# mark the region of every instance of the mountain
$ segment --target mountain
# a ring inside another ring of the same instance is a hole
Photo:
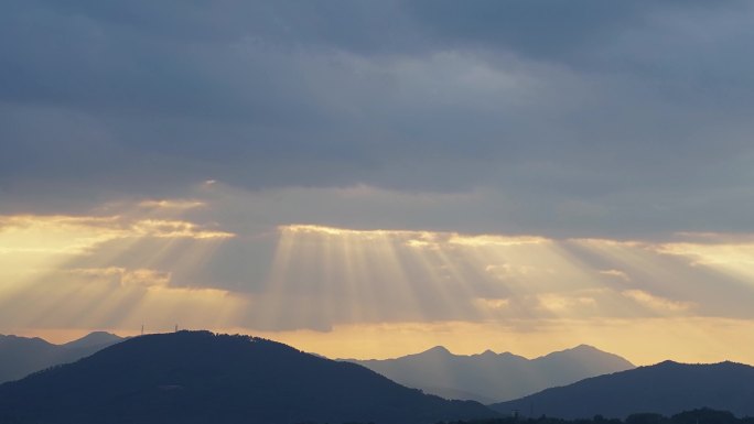
[[[453,355],[438,346],[397,359],[348,361],[428,393],[483,403],[516,399],[553,385],[634,368],[616,355],[586,345],[536,359],[492,350]]]
[[[73,362],[121,340],[105,331],[95,331],[65,345],[53,345],[39,337],[0,335],[0,383],[52,366]]]
[[[408,424],[495,415],[355,363],[208,331],[134,337],[0,385],[0,422]]]
[[[596,414],[623,418],[647,412],[670,415],[699,407],[754,416],[754,367],[734,362],[672,361],[600,376],[491,407],[562,418]]]

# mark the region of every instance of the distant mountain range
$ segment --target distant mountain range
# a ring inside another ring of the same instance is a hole
[[[90,333],[64,345],[53,345],[37,337],[0,335],[0,383],[52,366],[73,362],[122,340],[105,331]]]
[[[355,363],[208,331],[134,337],[0,385],[2,423],[429,424],[495,415]]]
[[[527,359],[510,352],[462,356],[438,346],[387,360],[353,360],[401,384],[446,399],[482,403],[520,398],[588,377],[633,369],[620,356],[581,345]]]
[[[734,362],[665,361],[553,388],[491,407],[562,418],[623,418],[637,412],[671,415],[699,407],[754,416],[754,367]]]

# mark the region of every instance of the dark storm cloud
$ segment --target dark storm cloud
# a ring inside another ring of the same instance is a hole
[[[465,210],[365,214],[386,227],[754,230],[746,2],[0,8],[6,213],[218,180],[491,193]]]

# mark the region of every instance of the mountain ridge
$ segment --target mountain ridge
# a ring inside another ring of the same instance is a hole
[[[635,368],[628,360],[579,345],[528,359],[509,351],[455,355],[443,346],[391,359],[342,359],[363,365],[401,384],[448,399],[482,403],[520,398],[553,385]]]
[[[93,331],[61,345],[40,337],[0,335],[0,383],[73,362],[121,340],[123,338],[106,331]]]
[[[699,407],[754,415],[753,400],[754,367],[733,361],[682,363],[665,360],[489,406],[498,412],[534,407],[535,415],[561,418],[597,414],[625,418],[637,412],[671,415]]]
[[[492,417],[355,363],[249,336],[147,335],[0,385],[0,415],[52,423],[435,423]],[[25,421],[24,421],[25,420]]]

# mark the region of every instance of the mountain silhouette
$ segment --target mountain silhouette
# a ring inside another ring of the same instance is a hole
[[[121,340],[105,331],[95,331],[65,345],[53,345],[39,337],[0,335],[0,383],[76,361]]]
[[[348,361],[428,393],[483,403],[516,399],[588,377],[634,368],[616,355],[586,345],[536,359],[492,350],[453,355],[438,346],[396,359]]]
[[[495,415],[355,363],[208,331],[136,337],[0,385],[0,422],[400,424]]]
[[[734,362],[665,361],[552,388],[491,407],[525,415],[624,418],[646,412],[671,415],[700,407],[754,415],[754,367]]]

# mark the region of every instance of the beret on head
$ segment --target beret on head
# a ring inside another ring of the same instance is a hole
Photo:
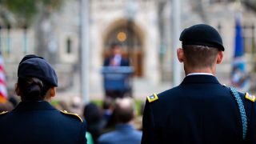
[[[198,24],[185,29],[179,38],[182,45],[198,45],[215,47],[224,51],[222,39],[218,32],[212,26]]]
[[[25,56],[19,62],[18,77],[37,78],[54,86],[58,86],[57,74],[53,67],[43,58],[34,54]]]

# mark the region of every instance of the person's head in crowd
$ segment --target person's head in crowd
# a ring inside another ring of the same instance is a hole
[[[108,122],[112,116],[114,110],[114,99],[106,97],[102,103],[103,119]]]
[[[112,110],[114,106],[113,104],[114,104],[114,99],[110,97],[106,97],[102,103],[102,109]]]
[[[83,116],[86,119],[87,123],[95,124],[101,122],[102,114],[98,106],[93,103],[88,103],[83,110]]]
[[[122,46],[120,43],[113,42],[110,46],[112,54],[122,54]]]
[[[9,102],[15,107],[18,102],[17,100],[17,98],[15,98],[14,96],[11,96],[9,98]]]
[[[15,86],[22,101],[49,101],[55,96],[57,86],[56,73],[46,60],[32,54],[22,59]]]
[[[117,123],[130,122],[135,116],[134,100],[129,97],[117,98],[114,114]]]
[[[0,102],[0,113],[3,111],[11,111],[14,106],[9,101],[6,102]]]
[[[185,73],[207,70],[215,74],[216,64],[222,62],[224,46],[218,32],[210,26],[198,24],[185,29],[180,36],[182,48],[178,58],[184,62]]]

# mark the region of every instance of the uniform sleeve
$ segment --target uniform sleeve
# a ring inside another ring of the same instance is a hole
[[[142,126],[142,144],[161,143],[157,138],[152,108],[147,101],[143,113]]]

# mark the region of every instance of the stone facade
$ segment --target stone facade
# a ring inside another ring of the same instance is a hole
[[[223,82],[229,82],[226,78],[231,70],[234,53],[235,15],[241,12],[243,24],[255,26],[255,11],[243,5],[238,6],[234,2],[184,0],[181,4],[181,30],[197,23],[208,23],[219,29],[226,51],[223,63],[218,66],[217,75]],[[113,31],[126,27],[127,22],[130,21],[133,22],[132,30],[138,38],[139,50],[142,55],[141,62],[143,70],[138,79],[155,86],[162,80],[171,82],[171,61],[175,58],[171,57],[170,1],[92,0],[90,8],[90,58],[87,58],[90,70],[86,72],[90,74],[91,89],[102,86],[100,70],[104,53],[109,47],[108,38],[114,34]],[[50,38],[46,50],[51,54],[47,58],[50,59],[58,71],[59,90],[79,94],[79,1],[66,0],[62,8],[53,14],[43,26],[42,29],[50,30]],[[5,67],[10,90],[13,90],[17,78],[17,66],[20,59],[26,54],[37,53],[34,49],[34,31],[33,27],[29,29],[27,39],[24,41],[22,30],[12,30],[10,54],[6,53],[8,46],[4,39],[7,37],[6,30],[1,31]],[[255,38],[255,31],[252,34]],[[27,46],[24,46],[24,42],[27,42]],[[24,47],[27,51],[24,51]],[[247,53],[246,58],[248,70],[253,71],[254,55]],[[183,74],[182,71],[181,73]]]

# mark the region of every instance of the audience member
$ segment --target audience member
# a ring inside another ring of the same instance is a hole
[[[102,111],[97,105],[91,102],[85,106],[83,116],[88,124],[87,130],[91,134],[94,142],[97,143],[97,139],[102,134],[104,126]]]
[[[117,125],[115,130],[102,134],[99,144],[139,144],[142,132],[133,126],[135,115],[134,103],[131,98],[118,98],[114,110]]]
[[[7,101],[5,103],[0,102],[0,113],[4,112],[4,111],[10,111],[14,108],[14,106],[9,101]]]

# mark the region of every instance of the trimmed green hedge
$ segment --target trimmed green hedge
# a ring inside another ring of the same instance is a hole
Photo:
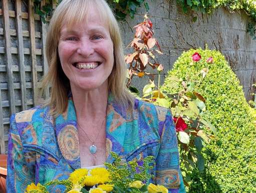
[[[202,56],[195,66],[191,65],[195,52]],[[235,74],[224,57],[219,52],[206,49],[184,52],[168,74],[163,91],[168,93],[177,90],[168,87],[169,77],[185,79],[188,69],[191,78],[200,79],[200,70],[205,67],[205,61],[212,56],[209,72],[198,92],[206,100],[207,110],[204,118],[217,129],[214,139],[203,149],[206,158],[203,173],[193,172],[190,192],[256,192],[256,126],[250,107],[244,97]]]

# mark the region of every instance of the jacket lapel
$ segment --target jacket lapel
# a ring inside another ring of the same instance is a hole
[[[73,100],[68,101],[67,111],[56,120],[58,143],[62,155],[74,169],[81,167],[77,118]]]
[[[106,162],[112,163],[113,159],[109,152],[114,152],[121,156],[124,151],[127,117],[130,112],[122,108],[109,93],[107,106],[106,121]],[[130,117],[131,115],[129,117]],[[75,106],[72,97],[69,100],[67,111],[56,120],[58,143],[64,158],[74,169],[81,168],[79,141]]]
[[[109,94],[106,123],[107,162],[112,163],[114,161],[109,154],[110,151],[115,152],[121,157],[123,156],[127,113],[129,113],[115,102],[113,95]]]

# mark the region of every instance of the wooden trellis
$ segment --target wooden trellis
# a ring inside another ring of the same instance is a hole
[[[34,14],[33,0],[0,2],[0,153],[4,154],[10,117],[34,106],[38,82],[48,64],[46,26]]]

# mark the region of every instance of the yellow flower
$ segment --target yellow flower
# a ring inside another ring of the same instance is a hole
[[[153,184],[149,184],[148,186],[148,193],[157,193],[158,192],[158,187]]]
[[[91,189],[89,191],[89,193],[107,193],[106,191],[104,191],[102,189],[99,188],[97,188],[94,189]]]
[[[41,192],[41,190],[40,188],[41,185],[40,183],[38,183],[37,186],[34,183],[31,183],[30,185],[28,185],[26,190],[26,193],[29,193],[30,191],[38,191],[39,192]]]
[[[110,193],[113,190],[114,188],[114,185],[106,184],[106,185],[100,185],[98,186],[98,188],[102,189],[103,191],[107,192],[107,193]]]
[[[68,192],[67,193],[80,193],[82,188],[78,183],[76,184],[73,186],[72,190]]]
[[[130,187],[135,188],[138,189],[140,189],[144,186],[142,182],[136,180],[136,181],[133,182],[130,185]]]
[[[69,180],[73,184],[76,184],[84,176],[87,175],[88,170],[85,169],[80,169],[76,170],[70,174]]]
[[[109,176],[109,172],[104,168],[94,168],[91,171],[92,176]]]
[[[88,187],[91,187],[99,184],[99,177],[98,176],[87,176],[84,180],[82,185],[83,186],[85,185]]]
[[[104,184],[109,181],[109,172],[104,168],[94,168],[91,171],[90,174],[93,176],[98,177],[98,184]]]
[[[164,187],[162,185],[157,185],[157,188],[158,189],[158,191],[159,193],[168,193],[168,189]]]
[[[77,190],[71,190],[68,192],[68,193],[80,193],[80,191],[78,191]]]

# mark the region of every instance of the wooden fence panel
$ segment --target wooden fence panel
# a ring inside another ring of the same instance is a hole
[[[11,114],[35,106],[48,69],[46,25],[34,10],[33,0],[0,0],[0,154],[7,151]]]
[[[22,100],[22,110],[27,109],[27,97],[25,79],[25,67],[24,66],[24,52],[23,51],[23,31],[22,30],[22,4],[21,0],[16,0],[16,22],[19,42],[19,62],[20,63],[20,76],[21,77],[21,93]]]

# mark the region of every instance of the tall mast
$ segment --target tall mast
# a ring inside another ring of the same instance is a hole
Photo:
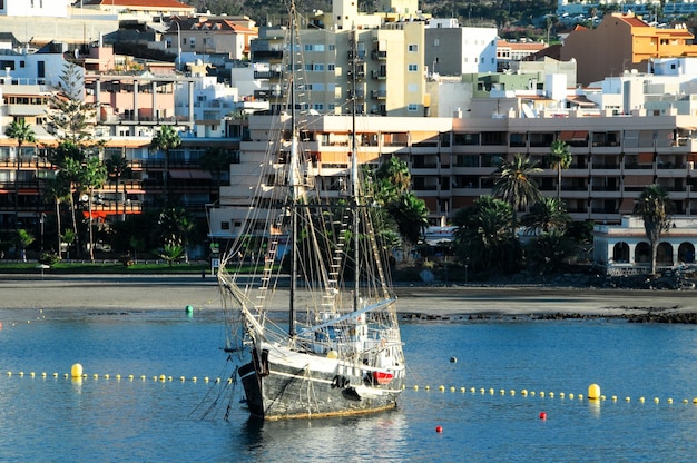
[[[288,50],[291,62],[291,159],[289,159],[289,187],[292,196],[291,205],[291,294],[288,301],[288,335],[295,336],[295,293],[297,289],[297,203],[300,198],[300,159],[297,148],[297,121],[295,120],[295,1],[291,1],[291,49]]]
[[[361,268],[359,267],[359,149],[356,144],[356,62],[359,60],[357,33],[355,24],[351,28],[351,198],[353,201],[353,309],[359,309],[359,289]]]

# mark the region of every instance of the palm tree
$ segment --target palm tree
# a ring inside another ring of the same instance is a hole
[[[101,160],[94,156],[87,159],[79,176],[80,187],[88,194],[87,207],[88,207],[88,224],[89,224],[89,259],[95,262],[95,236],[92,230],[92,197],[96,188],[101,188],[104,183],[107,181],[107,168]]]
[[[60,244],[61,244],[61,217],[60,217],[60,203],[68,199],[70,197],[70,185],[63,181],[60,176],[56,176],[53,178],[49,178],[46,181],[46,187],[43,189],[43,195],[53,199],[56,203],[56,235],[58,239],[57,254],[61,257]]]
[[[460,209],[453,217],[455,250],[472,268],[510,273],[520,260],[518,240],[511,235],[511,205],[482,196],[473,206]]]
[[[387,207],[387,211],[394,218],[400,234],[410,245],[415,245],[424,228],[429,227],[426,204],[412,193],[400,196],[397,201]]]
[[[17,173],[14,174],[14,232],[19,233],[19,177],[22,167],[22,146],[37,141],[36,134],[24,119],[13,120],[4,135],[17,140]]]
[[[493,173],[493,196],[500,196],[513,208],[512,232],[516,234],[517,211],[521,207],[527,207],[540,198],[538,184],[532,176],[541,171],[528,157],[514,155],[512,160],[501,160],[501,165]]]
[[[530,206],[530,211],[521,223],[529,233],[563,233],[571,217],[567,214],[567,206],[557,198],[541,197]]]
[[[651,275],[656,273],[656,252],[660,235],[670,227],[670,214],[675,205],[668,197],[668,191],[660,185],[649,185],[644,188],[637,198],[634,214],[644,220],[646,237],[651,245]]]
[[[167,179],[169,177],[169,150],[181,145],[179,134],[171,126],[163,126],[153,137],[150,148],[161,150],[165,154],[165,171],[163,174],[163,186],[165,188],[165,209],[169,206],[169,190]]]
[[[114,179],[116,184],[116,217],[118,220],[119,216],[119,183],[121,178],[128,178],[130,176],[131,169],[128,166],[128,160],[118,154],[112,154],[111,157],[105,160],[105,166],[107,168],[107,175],[109,178]],[[124,188],[124,196],[126,196],[126,188]],[[124,198],[125,199],[125,198]],[[124,204],[124,217],[126,219],[126,204]]]
[[[569,146],[561,141],[552,141],[549,154],[547,155],[547,161],[552,169],[557,169],[557,199],[561,200],[561,169],[568,169],[571,166],[572,160]]]

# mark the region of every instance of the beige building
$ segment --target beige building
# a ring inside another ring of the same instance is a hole
[[[684,28],[659,29],[632,13],[612,13],[596,29],[577,27],[561,47],[561,59],[575,59],[578,81],[589,85],[625,70],[648,71],[652,58],[697,56],[693,39]]]
[[[268,99],[272,110],[287,108],[284,70],[289,69],[292,59],[300,70],[296,79],[302,95],[297,97],[304,109],[347,114],[355,96],[359,114],[424,116],[430,106],[423,66],[424,21],[403,20],[411,17],[399,11],[415,11],[416,3],[409,4],[394,7],[395,13],[363,14],[355,2],[335,1],[332,14],[311,19],[312,23],[325,21],[326,28],[300,30],[293,57],[283,52],[288,41],[286,27],[262,28],[252,55],[258,69],[255,77],[267,85],[256,96]],[[326,22],[330,20],[335,21],[333,27]]]

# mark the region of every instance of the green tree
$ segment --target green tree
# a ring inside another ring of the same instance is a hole
[[[419,243],[423,230],[429,227],[429,209],[425,201],[412,193],[403,194],[387,206],[387,211],[409,246],[413,247]]]
[[[511,235],[511,205],[482,196],[453,217],[455,254],[475,270],[512,273],[520,265],[518,239]]]
[[[70,185],[63,181],[61,176],[55,176],[48,178],[46,180],[46,186],[43,188],[43,195],[46,198],[53,200],[56,204],[56,239],[58,243],[56,244],[58,257],[61,257],[61,233],[62,233],[62,219],[60,214],[60,205],[66,200],[70,200]]]
[[[165,155],[165,171],[163,173],[163,186],[165,189],[165,209],[169,207],[169,151],[181,145],[181,138],[179,134],[171,126],[161,126],[160,129],[153,137],[150,148],[160,150]]]
[[[4,130],[4,135],[17,140],[17,170],[14,174],[14,230],[19,232],[19,177],[22,168],[22,146],[24,142],[37,141],[36,134],[24,119],[13,120]]]
[[[95,189],[101,188],[107,181],[107,168],[98,157],[89,157],[81,166],[78,176],[80,189],[87,191],[89,259],[95,262],[94,197]]]
[[[109,180],[112,180],[116,184],[116,217],[117,220],[119,218],[119,185],[121,179],[129,178],[131,176],[131,168],[128,165],[128,159],[125,156],[112,154],[105,160],[105,166],[107,169],[107,176]],[[124,188],[124,196],[126,196],[126,188]],[[124,204],[124,217],[121,217],[121,221],[126,219],[126,204]]]
[[[159,252],[159,256],[167,260],[167,264],[171,267],[171,265],[181,259],[184,255],[184,246],[170,245],[167,244],[163,246],[163,249]]]
[[[634,207],[634,214],[644,220],[646,237],[651,246],[651,275],[656,274],[656,252],[660,236],[670,227],[670,215],[675,209],[668,191],[660,185],[649,185],[641,191]]]
[[[85,102],[82,68],[66,63],[60,83],[61,91],[50,99],[48,122],[59,140],[89,145],[94,140],[96,106]]]
[[[530,211],[520,221],[528,227],[529,233],[563,234],[571,217],[567,214],[567,206],[559,199],[542,196],[530,206]]]
[[[26,229],[20,228],[19,230],[17,230],[16,239],[17,247],[21,249],[22,260],[27,260],[27,247],[29,247],[29,245],[35,242],[33,235]]]
[[[557,199],[561,200],[561,170],[568,169],[571,166],[571,150],[569,146],[561,141],[552,141],[549,154],[547,155],[547,161],[552,169],[557,169]]]
[[[164,209],[159,215],[157,234],[165,245],[181,246],[186,252],[194,229],[195,224],[183,207]]]
[[[513,209],[511,224],[513,235],[516,234],[518,209],[536,203],[541,196],[538,184],[532,178],[534,174],[540,171],[537,162],[517,154],[510,161],[501,160],[501,165],[493,173],[493,196],[501,197]]]

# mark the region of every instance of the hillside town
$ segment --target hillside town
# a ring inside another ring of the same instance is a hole
[[[178,244],[187,258],[209,258],[237,237],[256,186],[274,185],[258,165],[268,149],[283,162],[269,127],[291,112],[293,86],[302,149],[328,196],[346,187],[354,135],[361,165],[406,166],[426,209],[422,258],[448,255],[459,213],[481,208],[498,169],[524,158],[541,196],[569,223],[590,224],[587,258],[608,275],[688,267],[697,45],[676,19],[697,3],[617,3],[600,14],[560,0],[554,17],[568,30],[513,41],[422,13],[416,0],[381,0],[373,13],[334,0],[303,12],[297,31],[287,17],[259,24],[176,0],[0,1],[2,256],[145,253],[156,245],[139,237],[143,217],[161,225],[171,210],[166,219],[180,225],[184,210],[198,235]],[[289,67],[301,82],[288,82]],[[90,154],[80,175],[68,162],[76,146]],[[550,159],[559,146],[567,161]],[[671,205],[656,243],[636,216],[649,186]],[[512,204],[513,217],[532,206]],[[483,265],[469,259],[465,274]]]

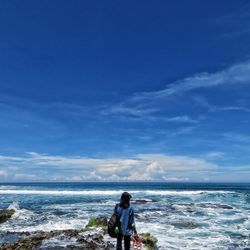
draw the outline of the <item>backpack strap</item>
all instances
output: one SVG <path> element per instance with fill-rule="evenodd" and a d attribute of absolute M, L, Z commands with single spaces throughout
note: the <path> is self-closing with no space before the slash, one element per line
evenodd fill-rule
<path fill-rule="evenodd" d="M 115 205 L 115 214 L 118 215 L 118 204 Z"/>

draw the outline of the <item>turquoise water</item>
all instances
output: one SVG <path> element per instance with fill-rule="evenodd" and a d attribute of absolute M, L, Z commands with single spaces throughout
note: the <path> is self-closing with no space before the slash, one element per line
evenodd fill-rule
<path fill-rule="evenodd" d="M 133 196 L 138 231 L 155 235 L 159 249 L 250 248 L 249 184 L 152 182 L 0 184 L 0 208 L 16 210 L 0 225 L 0 243 L 11 240 L 7 231 L 78 229 L 109 217 L 123 191 Z"/>

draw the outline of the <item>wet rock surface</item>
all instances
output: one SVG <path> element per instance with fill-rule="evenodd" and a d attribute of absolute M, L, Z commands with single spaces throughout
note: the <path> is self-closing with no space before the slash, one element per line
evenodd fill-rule
<path fill-rule="evenodd" d="M 222 208 L 222 209 L 233 209 L 233 207 L 225 204 L 216 204 L 216 203 L 201 203 L 198 205 L 202 208 Z"/>
<path fill-rule="evenodd" d="M 90 219 L 83 229 L 52 230 L 50 232 L 21 232 L 15 242 L 0 244 L 0 250 L 111 250 L 114 243 L 107 236 L 107 218 Z M 9 232 L 9 234 L 16 234 Z M 113 241 L 114 242 L 114 241 Z M 157 249 L 157 239 L 150 234 L 142 234 L 146 249 Z M 145 248 L 144 248 L 145 249 Z"/>
<path fill-rule="evenodd" d="M 14 209 L 0 210 L 0 223 L 6 222 L 15 213 Z"/>

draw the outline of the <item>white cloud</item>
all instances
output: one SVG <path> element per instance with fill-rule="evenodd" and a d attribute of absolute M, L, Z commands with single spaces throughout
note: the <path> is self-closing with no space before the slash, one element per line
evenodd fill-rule
<path fill-rule="evenodd" d="M 2 155 L 0 159 L 0 166 L 6 166 L 10 178 L 15 180 L 188 180 L 194 176 L 200 178 L 218 167 L 199 158 L 164 154 L 88 158 L 29 152 L 24 157 Z"/>

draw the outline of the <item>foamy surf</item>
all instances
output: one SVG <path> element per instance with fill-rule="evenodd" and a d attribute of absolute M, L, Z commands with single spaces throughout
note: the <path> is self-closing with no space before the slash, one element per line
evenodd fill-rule
<path fill-rule="evenodd" d="M 0 194 L 24 194 L 24 195 L 67 195 L 67 196 L 75 196 L 75 195 L 84 195 L 84 196 L 112 196 L 112 195 L 120 195 L 123 190 L 13 190 L 13 189 L 5 189 L 0 190 Z M 234 193 L 231 191 L 203 191 L 203 190 L 195 190 L 195 191 L 168 191 L 168 190 L 130 190 L 131 194 L 147 194 L 147 195 L 169 195 L 169 196 L 191 196 L 191 195 L 202 195 L 202 194 L 230 194 Z"/>

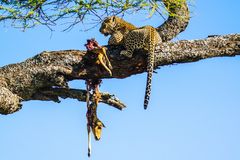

* * * * * * *

Written task
State how many lines in the items above contain the string "panel". Give only the number.

Expected answer
2